# start of Data extract

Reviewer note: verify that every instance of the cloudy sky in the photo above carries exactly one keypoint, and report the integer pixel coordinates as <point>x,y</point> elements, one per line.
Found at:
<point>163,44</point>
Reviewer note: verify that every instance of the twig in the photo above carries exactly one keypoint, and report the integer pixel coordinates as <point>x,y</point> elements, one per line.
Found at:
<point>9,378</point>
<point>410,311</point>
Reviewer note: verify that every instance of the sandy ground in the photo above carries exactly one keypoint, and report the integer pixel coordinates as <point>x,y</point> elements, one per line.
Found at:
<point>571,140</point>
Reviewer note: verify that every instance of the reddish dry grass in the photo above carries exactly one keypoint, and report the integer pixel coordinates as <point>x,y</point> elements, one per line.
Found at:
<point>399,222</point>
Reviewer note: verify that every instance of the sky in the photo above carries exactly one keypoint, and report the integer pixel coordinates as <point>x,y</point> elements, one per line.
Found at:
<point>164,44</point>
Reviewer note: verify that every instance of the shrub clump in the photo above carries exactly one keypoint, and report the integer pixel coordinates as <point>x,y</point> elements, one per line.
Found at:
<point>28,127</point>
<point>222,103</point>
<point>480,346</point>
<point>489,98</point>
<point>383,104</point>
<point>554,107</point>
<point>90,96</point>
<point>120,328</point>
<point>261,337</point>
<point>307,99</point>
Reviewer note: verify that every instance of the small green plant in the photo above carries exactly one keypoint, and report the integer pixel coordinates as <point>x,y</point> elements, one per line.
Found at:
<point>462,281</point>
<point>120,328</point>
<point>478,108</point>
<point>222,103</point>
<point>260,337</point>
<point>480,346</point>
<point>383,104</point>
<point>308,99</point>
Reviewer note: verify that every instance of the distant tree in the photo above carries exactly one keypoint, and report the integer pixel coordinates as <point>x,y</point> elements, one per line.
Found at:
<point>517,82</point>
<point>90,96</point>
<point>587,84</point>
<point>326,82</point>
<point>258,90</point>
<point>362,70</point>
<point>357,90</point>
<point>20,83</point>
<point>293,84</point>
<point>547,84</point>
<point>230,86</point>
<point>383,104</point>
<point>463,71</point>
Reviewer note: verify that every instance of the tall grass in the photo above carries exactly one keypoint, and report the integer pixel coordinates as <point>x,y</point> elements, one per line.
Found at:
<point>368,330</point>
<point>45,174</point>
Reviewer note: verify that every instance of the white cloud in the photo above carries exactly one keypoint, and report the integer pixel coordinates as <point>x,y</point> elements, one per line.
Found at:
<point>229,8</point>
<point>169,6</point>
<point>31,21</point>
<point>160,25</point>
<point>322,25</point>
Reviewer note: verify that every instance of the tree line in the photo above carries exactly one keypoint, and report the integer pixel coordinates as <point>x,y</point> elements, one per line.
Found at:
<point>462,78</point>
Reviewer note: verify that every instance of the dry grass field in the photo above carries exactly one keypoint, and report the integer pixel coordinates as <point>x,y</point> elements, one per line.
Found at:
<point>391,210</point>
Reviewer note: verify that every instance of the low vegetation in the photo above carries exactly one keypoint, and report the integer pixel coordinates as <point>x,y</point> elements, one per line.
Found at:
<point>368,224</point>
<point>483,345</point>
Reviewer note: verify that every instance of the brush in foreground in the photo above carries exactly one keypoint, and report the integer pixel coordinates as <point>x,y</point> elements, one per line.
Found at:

# end of Data extract

▶ Exercise details
Please copy out everything from the line containing "Reviewer note: verify that every instance of the small" down to the line containing "<point>308,99</point>", both ends included and request lines kept. Multiply each point coordinate in the answers by 1.55 and round it to a whole number, with halves going up.

▶ Solution to the exercise
Reviewer note: verify that every instance of the small green plant in the photo above carries exactly one keypoint, and report the integer pixel coordinates as <point>x,y</point> elements, one per line.
Found at:
<point>716,436</point>
<point>186,508</point>
<point>741,167</point>
<point>344,160</point>
<point>403,522</point>
<point>744,536</point>
<point>594,161</point>
<point>477,153</point>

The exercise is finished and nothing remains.